TO DO –
Answer these questions about the forum thread on possible Palin running mates.
(a) Which ticket does the first post finally settle on?
(b) What share of the vote does the first post predict for that ticket in 2012?
(c) What ticket does sowilson propose in reply?

QUOTED TEXT –
======

One of the things I was thinking about was who could run on the bottom of a Palin ticket. I don't see her taking the bottom of a ticket again based on her experience with the HQ campaign staff.

I like Romney, but I don't think he would do Palin-Romney.

Huckabee might do it, but I don't think Palin-Huckabee would win anywhere except Iowa and Arkansas. Would Pawlenty or Jindal? I think that ticket would be too inexperienced. I just don't like a Gov-Gov ticket. I consider Romney an exception because he has so much private sector experience at a very high level and I think he could handle insurance companies and other interests from a reform standpoint. I.E. I think he can go in a room and come out with the better end of a deal. And also I liked his idea of restructuring government itself - from Cabinet on down. After all these Czars that will be needed.

Even though I don't prefer Gov-Gov, I had previously thought Romney-Huckabee should join forces in the primary, but I still think Huckabee is too stupid to make such a reasonable compromise. He cost Romney the primary by losing Iowa early and I think they are pretty much done with each other in any significant way. I really consider Romney more than a Gov or a Senator, but that's my bias for business experience and modern technology experience. I see a huge difference from say Obama using a blackberry to a guy that regular flies internationally to give speeches with powerpoint analysis that people are using for decision-making. Again, just my utility bias. I'm in the 1% - so it's fine.

I considered Palin-Steele which I think might happen, but would lose too.

I'm wondering if something like Palin-Petraeus would work? And I think Not.

So, I've decided on Palin-Gates. I think this is an interesting ticket. And that way the Bushes can keep their hands on the puppet strings.

Just thinking outside the box ... as I am prone to do. So, that's my early call: Palin-Gates 2012 receives 52% of the vote.


----------



## sowilson (Jul 27, 2009)

young guy said:


> PALIN / BECK 2012


Palin/Bachman


----------



## a4audi08 (Apr 27, 2007)

ksinc said:


> One of the things I was thinking about was who could run on the bottom of a Palin ticket. I don't see her taking the bottom of a ticket again based on her experience with the HQ campaign staff.
> 
> I like Romney, but I don't think he would do Palin-Romney.

======

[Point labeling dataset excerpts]
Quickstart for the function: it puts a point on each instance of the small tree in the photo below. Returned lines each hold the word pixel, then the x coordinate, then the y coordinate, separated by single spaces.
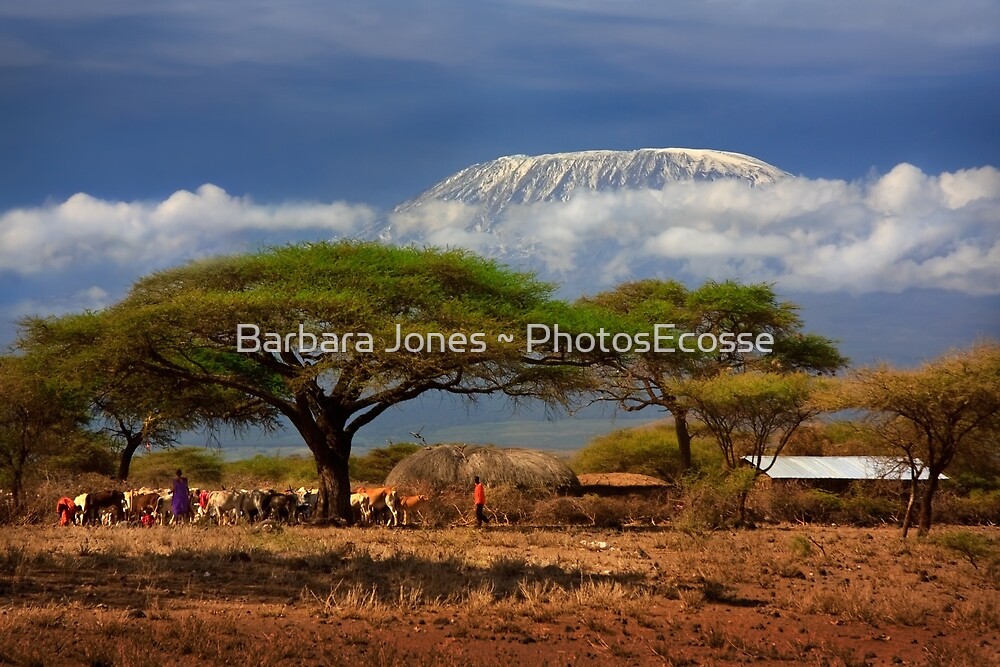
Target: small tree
pixel 752 415
pixel 929 414
pixel 129 405
pixel 37 417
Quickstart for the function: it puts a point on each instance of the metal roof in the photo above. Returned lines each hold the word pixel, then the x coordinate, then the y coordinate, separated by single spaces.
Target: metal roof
pixel 838 467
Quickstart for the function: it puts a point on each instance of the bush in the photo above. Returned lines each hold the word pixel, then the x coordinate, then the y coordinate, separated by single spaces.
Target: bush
pixel 712 501
pixel 795 503
pixel 978 508
pixel 276 472
pixel 602 512
pixel 645 450
pixel 860 509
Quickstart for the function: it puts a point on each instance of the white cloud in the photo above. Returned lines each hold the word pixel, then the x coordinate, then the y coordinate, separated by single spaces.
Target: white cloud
pixel 84 230
pixel 905 229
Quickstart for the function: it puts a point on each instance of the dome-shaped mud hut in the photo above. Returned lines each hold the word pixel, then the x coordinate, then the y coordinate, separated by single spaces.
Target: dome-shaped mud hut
pixel 445 467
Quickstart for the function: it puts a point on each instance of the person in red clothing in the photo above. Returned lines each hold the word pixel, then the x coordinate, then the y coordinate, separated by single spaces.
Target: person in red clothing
pixel 479 496
pixel 203 500
pixel 66 509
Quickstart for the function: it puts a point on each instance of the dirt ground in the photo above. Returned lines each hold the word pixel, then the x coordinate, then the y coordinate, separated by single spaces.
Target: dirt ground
pixel 499 596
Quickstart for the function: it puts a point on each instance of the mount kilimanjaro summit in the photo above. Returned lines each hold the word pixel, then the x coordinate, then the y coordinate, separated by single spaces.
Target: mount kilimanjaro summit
pixel 580 218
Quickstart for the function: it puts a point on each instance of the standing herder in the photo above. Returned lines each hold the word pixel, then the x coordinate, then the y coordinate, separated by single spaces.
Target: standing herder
pixel 181 501
pixel 479 496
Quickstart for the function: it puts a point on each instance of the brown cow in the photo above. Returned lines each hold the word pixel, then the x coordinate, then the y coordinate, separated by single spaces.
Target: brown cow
pixel 114 501
pixel 383 498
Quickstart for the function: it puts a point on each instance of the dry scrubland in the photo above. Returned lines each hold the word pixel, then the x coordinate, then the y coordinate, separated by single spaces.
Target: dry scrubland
pixel 500 596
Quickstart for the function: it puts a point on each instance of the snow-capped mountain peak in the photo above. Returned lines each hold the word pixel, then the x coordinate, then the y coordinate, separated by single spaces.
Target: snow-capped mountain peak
pixel 524 179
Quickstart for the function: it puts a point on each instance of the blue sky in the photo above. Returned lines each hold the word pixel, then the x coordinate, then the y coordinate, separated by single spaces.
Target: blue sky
pixel 138 135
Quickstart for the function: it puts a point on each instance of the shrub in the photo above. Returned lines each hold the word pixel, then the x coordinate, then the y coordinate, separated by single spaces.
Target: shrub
pixel 861 509
pixel 375 466
pixel 279 472
pixel 978 508
pixel 712 501
pixel 974 547
pixel 795 503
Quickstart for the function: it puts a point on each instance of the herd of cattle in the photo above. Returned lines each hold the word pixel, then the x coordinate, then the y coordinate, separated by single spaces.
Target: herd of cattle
pixel 150 506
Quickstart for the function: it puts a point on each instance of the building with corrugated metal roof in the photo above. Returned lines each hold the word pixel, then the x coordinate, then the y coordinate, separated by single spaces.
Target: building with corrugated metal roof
pixel 836 473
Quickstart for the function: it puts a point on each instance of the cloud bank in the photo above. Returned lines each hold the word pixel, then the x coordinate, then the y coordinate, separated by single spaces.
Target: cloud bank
pixel 86 231
pixel 905 229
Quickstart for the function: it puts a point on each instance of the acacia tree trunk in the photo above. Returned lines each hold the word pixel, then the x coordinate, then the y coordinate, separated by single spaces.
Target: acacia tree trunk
pixel 908 516
pixel 924 524
pixel 132 443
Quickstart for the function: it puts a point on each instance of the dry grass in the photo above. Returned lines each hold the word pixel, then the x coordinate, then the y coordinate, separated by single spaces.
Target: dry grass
pixel 793 595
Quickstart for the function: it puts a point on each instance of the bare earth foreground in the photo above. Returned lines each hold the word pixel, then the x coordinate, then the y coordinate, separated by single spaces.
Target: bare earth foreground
pixel 500 596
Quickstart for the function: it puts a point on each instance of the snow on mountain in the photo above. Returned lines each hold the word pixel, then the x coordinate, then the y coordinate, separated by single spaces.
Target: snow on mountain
pixel 492 187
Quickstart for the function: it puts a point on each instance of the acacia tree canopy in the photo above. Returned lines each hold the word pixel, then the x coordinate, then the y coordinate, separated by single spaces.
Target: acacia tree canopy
pixel 932 412
pixel 38 417
pixel 182 325
pixel 640 380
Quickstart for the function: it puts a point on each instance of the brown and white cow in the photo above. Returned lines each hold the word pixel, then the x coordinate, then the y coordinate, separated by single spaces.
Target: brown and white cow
pixel 410 504
pixel 380 499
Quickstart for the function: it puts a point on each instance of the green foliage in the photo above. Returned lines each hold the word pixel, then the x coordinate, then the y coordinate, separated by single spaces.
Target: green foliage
pixel 202 467
pixel 183 326
pixel 800 546
pixel 794 503
pixel 752 413
pixel 645 450
pixel 977 508
pixel 278 472
pixel 375 466
pixel 82 455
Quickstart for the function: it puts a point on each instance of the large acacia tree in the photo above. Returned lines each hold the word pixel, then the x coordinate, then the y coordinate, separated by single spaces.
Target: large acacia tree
pixel 38 417
pixel 641 380
pixel 182 325
pixel 752 416
pixel 130 405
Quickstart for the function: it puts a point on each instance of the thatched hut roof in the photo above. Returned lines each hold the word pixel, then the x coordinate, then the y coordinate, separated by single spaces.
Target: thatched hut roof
pixel 444 467
pixel 620 484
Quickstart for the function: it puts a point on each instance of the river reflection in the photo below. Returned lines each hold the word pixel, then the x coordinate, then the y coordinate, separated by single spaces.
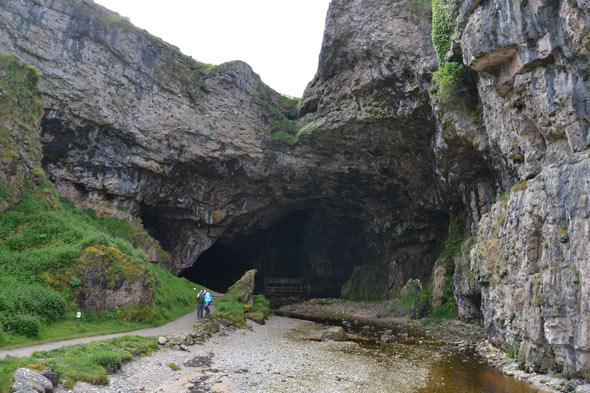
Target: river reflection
pixel 450 372
pixel 465 374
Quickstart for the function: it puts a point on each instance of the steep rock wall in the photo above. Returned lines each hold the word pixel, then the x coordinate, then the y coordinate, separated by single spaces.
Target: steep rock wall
pixel 205 154
pixel 528 257
pixel 20 117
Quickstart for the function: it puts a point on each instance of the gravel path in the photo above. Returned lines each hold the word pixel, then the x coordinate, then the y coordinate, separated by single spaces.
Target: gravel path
pixel 284 355
pixel 183 324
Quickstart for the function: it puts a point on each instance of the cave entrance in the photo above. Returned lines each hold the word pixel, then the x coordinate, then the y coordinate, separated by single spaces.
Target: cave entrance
pixel 311 246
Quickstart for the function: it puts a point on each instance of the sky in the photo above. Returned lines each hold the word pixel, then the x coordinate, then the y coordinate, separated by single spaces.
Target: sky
pixel 279 39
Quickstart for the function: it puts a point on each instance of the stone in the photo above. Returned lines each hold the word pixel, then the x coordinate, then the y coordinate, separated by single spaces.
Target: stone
pixel 245 287
pixel 335 333
pixel 25 379
pixel 53 377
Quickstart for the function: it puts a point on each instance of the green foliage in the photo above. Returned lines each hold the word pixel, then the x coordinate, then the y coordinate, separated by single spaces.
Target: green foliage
pixel 93 361
pixel 173 296
pixel 367 282
pixel 35 299
pixel 229 307
pixel 413 300
pixel 43 240
pixel 420 7
pixel 447 310
pixel 452 80
pixel 280 113
pixel 442 28
pixel 23 324
pixel 512 350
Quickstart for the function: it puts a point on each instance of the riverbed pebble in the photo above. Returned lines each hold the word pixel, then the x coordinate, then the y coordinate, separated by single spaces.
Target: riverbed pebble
pixel 285 355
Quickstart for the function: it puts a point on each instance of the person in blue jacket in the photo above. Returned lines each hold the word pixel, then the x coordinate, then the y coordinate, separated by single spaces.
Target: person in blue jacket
pixel 200 303
pixel 208 300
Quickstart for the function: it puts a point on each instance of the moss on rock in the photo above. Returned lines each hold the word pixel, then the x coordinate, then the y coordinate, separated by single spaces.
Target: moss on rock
pixel 21 110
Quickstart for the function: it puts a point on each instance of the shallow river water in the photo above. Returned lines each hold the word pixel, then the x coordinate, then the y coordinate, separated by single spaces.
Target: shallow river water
pixel 450 372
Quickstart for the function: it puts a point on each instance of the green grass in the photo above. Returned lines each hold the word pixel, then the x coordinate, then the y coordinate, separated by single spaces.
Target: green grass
pixel 90 362
pixel 43 243
pixel 228 307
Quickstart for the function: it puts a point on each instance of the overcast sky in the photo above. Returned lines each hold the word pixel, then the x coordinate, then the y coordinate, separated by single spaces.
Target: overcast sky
pixel 280 39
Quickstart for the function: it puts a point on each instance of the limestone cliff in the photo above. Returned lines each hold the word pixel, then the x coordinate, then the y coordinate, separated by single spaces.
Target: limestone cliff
pixel 208 154
pixel 528 257
pixel 20 117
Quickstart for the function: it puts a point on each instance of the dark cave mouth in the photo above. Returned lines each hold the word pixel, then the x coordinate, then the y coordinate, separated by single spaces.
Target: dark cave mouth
pixel 307 253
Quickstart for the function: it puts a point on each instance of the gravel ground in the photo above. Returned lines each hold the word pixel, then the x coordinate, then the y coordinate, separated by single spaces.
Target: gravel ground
pixel 285 355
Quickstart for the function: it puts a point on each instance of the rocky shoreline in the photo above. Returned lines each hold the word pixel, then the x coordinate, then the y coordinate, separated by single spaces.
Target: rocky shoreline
pixel 291 353
pixel 453 334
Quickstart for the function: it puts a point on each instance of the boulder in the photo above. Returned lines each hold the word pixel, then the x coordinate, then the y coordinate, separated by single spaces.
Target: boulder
pixel 30 380
pixel 245 286
pixel 335 333
pixel 53 377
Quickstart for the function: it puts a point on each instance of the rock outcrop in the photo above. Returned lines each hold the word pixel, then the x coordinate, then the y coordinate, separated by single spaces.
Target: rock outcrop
pixel 30 380
pixel 20 117
pixel 524 269
pixel 207 154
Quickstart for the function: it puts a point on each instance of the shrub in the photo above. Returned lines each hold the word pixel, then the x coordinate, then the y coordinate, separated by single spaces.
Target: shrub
pixel 110 360
pixel 452 79
pixel 23 324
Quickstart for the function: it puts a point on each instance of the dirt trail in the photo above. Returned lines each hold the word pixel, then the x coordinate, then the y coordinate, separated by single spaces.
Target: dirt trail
pixel 183 324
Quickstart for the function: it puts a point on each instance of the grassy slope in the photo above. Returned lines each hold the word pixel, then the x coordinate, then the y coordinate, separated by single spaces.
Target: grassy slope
pixel 41 238
pixel 90 362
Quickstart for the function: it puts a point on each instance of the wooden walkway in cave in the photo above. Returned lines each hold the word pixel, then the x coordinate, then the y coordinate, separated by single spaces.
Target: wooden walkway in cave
pixel 304 286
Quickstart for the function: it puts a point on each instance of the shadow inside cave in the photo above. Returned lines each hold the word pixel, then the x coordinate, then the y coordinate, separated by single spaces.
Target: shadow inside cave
pixel 308 245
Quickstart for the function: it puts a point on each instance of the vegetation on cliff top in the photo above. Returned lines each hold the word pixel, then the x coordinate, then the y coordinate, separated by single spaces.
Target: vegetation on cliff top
pixel 43 243
pixel 442 28
pixel 280 113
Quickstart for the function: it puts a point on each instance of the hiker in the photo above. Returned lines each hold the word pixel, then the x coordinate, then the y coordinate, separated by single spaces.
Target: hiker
pixel 208 300
pixel 200 303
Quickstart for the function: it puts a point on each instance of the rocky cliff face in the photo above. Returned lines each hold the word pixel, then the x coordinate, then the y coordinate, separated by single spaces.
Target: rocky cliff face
pixel 528 258
pixel 368 168
pixel 20 116
pixel 208 154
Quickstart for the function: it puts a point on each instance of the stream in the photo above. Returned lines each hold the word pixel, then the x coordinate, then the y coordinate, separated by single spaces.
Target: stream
pixel 452 370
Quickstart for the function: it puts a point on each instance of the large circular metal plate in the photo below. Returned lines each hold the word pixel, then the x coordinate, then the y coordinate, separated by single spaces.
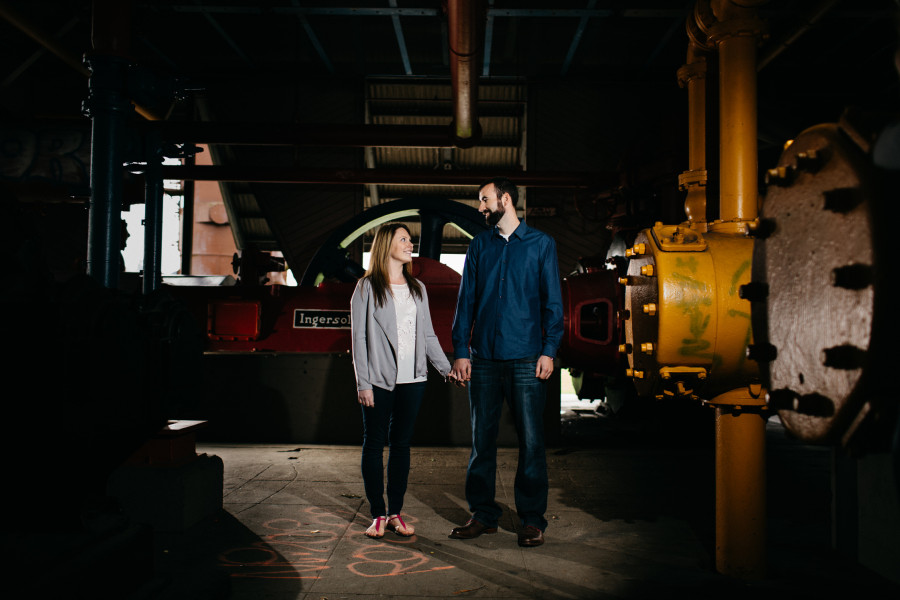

======

RESPONSE TO THIS EXERCISE –
(a) Palin-Gates
(b) 52%
(c) Palin/Bachman